** Excerpted text follows **

DAMASCUS, Syria -- Food supplies began entering a besieged rebel-held Palestinian refugee camp in Syria's capital Saturday for the first time in months, an apparent goodwill gesture by the government ahead of a coming peace conference, a Palestinian official said.

The flow of food into the Yarmouk refugee camp came as the main Western-backed Syrian opposition group held a meeting Saturday in Istanbul to decide whether to attend the peace conference next week aimed at ending the country's bloody civil war.

The Syrian National Coalition is under huge pressure from its Western and Arab sponsors to attend the peace talks, scheduled to open Wednesday in the Swiss city of Montreux.

Many Coalition members are hesitant to attend a conference that has little chance of success and will burn the last shred of credibility the group has with powerful rebels on the ground, who reject the talks.

The Coalition could make the announcement regarding the peace conference later Saturday. The Syrian government has already said it will attend the talks.

In Damascus, Anwar Raja, a spokesman for the Popular Front for the Liberation of Palestine-General Command, said the first batch of supplies entered the Yarmouk camp on Saturday.

** End of Excerpted text **
** Records follows **

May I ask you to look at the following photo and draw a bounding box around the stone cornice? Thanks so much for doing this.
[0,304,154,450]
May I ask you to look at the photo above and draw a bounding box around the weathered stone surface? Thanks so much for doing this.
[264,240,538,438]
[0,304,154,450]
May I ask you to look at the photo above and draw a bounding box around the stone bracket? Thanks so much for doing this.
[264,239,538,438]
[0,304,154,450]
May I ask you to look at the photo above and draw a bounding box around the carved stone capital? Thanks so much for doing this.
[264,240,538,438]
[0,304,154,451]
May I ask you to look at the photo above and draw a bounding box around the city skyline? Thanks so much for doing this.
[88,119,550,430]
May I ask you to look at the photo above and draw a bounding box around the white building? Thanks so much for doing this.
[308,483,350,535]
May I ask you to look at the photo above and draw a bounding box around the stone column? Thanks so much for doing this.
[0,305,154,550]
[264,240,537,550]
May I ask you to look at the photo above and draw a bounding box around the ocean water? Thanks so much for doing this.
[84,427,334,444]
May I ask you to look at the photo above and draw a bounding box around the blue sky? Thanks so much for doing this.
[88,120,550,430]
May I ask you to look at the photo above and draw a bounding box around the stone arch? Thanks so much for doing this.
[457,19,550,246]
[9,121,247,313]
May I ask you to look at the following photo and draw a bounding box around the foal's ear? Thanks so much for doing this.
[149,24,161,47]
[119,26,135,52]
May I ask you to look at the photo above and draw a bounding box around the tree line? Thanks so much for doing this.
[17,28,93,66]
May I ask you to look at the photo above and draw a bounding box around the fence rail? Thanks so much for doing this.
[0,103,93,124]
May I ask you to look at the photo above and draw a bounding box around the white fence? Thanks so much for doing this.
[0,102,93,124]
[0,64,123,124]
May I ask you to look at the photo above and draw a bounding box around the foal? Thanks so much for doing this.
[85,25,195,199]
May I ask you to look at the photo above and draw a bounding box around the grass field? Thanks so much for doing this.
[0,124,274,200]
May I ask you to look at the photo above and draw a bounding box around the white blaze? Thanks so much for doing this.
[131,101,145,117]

** End of Records **

Check your understanding:
[A] According to the news report on the Yarmouk refugee camp, in which city was the peace conference scheduled to open?
[B] Extend the news report on food reaching the Yarmouk refugee camp, starting after its final sentence.

Answers for the tasks:
[A] The peace conference was scheduled to open Wednesday in the Swiss city of Montreux.

[B]
Yarmouk is one of the areas hardest hit by food shortages in Syria. Residents there say 46 people have died since October of starvation, illnesses exacerbated by hunger or because they couldn't obtain medical aid.

Raja said hundreds of boxes of food stuff entered the camp. He said much of the material was carried by members of PFLP-GC members and committees in the camp.

"The process is moving slowly since they are being carried on the shoulder to avoid sniper fire," Raja told The Associated Press in Damascus by telephone.

The Britain-based Syrian Observatory for Human Rights, which has a network of activists around the country, said an elderly man died in the camp earlier Saturday because of the food shortage.

PFLP-GC members are fighting against Syrian opposition fighters who control most of the camp.

Raja said the aim is to send 7,000 boxes for 7,000 families into the camp's rebel-held areas. He added that more food supplies will be sent into the camp in the coming days and later medical supplies will be sent as well.

He said committees in the camp will hand over the food boxes to families by name "so that (opposition) gunmen don't take them."